> [TEXT SECTION]
= Beginning of Section =

The allocations to Health sector were increased by 14.42% in 2016-17 relative to the previous year. Funds to medical and Public Health sector and Family Welfare sector were increased by about 24% and 42% in FY 2016-17 compared to 2015-16. The capital outlay for family welfare and housing was reduced by 28% and 49%. The capital budget for Medical and Public Health, however, has been increased by 82% (Table 1).

Table 1: Allocations under major heads for FY 2015-16 and FY 2016-17


The Non-Plan part of the Revenue budget constituted about 24.16% of the total budget in 2015-16 and 23.1% in 2016-17. Interestingly, approximately 39% and 30% of non-plan component is allocated to salaries and supplies and materials respectively in 2015-16 (Fig. 2). About 12.6% is allocated to medical treatment and Central Government Health Scheme (CGHS) in 2015-16. In 2016-17, CGHS has been granted 11.6% of the non-plan component.

Fig. 2 : Break-up of the Non-Plan component of Revenue section of Health Budget(2015-16)


Savings or Unspent Funds in Previous Years

In India, the Public expenditure on healthcare as percent of GDP has increased from approximately 1.2% in 2015-16 to 1.3% in 2016-17, which is far below the OECD averge od 6.5%. Even with meager allocations, the healthcare system is not equipped to completely absorb the funds. For instance, huge amounts of funds to the tune of 3192.32 crores, 2715.67 crores and 3596.02 crores have been recovered at the end of 2013-14, 2014-15 and 2015-16 financial years, respectively (Table 3). In general, Medical and Public Health and Family Welfare sections of the Health department have been observed to perform poorly in fiscal terms. In addition, approximately 1000 crores in RCH flexible pool and 50 crores in Mission flexible pool were not spent in the financial year 2014-15.

= End of Section =

> [MATERIAL PROVIDED]

= Beginning of Section =

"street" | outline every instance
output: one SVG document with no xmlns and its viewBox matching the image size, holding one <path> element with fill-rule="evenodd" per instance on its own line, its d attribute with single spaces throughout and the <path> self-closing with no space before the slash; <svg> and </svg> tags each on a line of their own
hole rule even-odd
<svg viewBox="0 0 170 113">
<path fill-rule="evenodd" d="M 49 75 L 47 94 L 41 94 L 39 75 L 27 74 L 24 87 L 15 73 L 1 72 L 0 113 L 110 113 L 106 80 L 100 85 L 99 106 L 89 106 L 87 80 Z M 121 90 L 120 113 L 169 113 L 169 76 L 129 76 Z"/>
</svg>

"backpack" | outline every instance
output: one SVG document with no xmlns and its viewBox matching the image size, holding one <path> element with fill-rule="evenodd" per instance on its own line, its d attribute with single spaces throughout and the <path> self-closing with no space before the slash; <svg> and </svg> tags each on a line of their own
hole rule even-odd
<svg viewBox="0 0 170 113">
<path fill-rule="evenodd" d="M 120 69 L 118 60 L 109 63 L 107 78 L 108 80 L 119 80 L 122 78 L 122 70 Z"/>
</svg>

= End of Section =

> [THINGS TO DO]
1. Using the health budget text, list every percentage change in allocations reported in its first paragraph, pairing each figure with the item it applies to.
2. Carry on the health budget text from the point where it ends, following its last sentence.

> [OUTPUTS BY TASK]
1.
- Health sector allocations: increased by 14.42% in 2016-17 relative to the previous year
- Funds to the Medical and Public Health sector: increased by about 24% in FY 2016-17 compared to 2015-16
- Funds to the Family Welfare sector: increased by about 42% in FY 2016-17 compared to 2015-16
- Capital outlay for family welfare: reduced by 28%
- Capital outlay for housing: reduced by 49%
- Capital budget for Medical and Public Health: increased by 82%

2.
Table 3: Savings or unspent funds in last two financial years


*BE- Budget Estimates

Concerns and Challenges in Health Care System Due to Poor Fiscal Discipline

A number of issues have to be addressed to improve the financial allocation efficiency and absorption capacity of the health care system in India.

  1. The most prominent concern is the lack of real time knowledge of the flow of funds.
  2. Delay in furnishing utilization certificates by the concerned departments needed to track the expenditures, leads to poor fiscal planning.
  3. A lag in transferring funds from the state treasury to health societies by 5-6 months deprives the societies of the much needed and allocated funds.
  4. Lack of trained work force at PHCs to implement high priority schemes like geriatric care, mental health programs, mass disease screening and diagnostics.
  5. Lack of cGMP compliant PSUs to manufacture sera/vaccines which are otherwise purchased from pr ivate sector.
  6. Unanticipated cost-escalation in flagship schemes.
  7. In view of the fatal epidemics and natural calamities occurring across the world, healthcare disaster management has to be strengthened through appropriate allocations.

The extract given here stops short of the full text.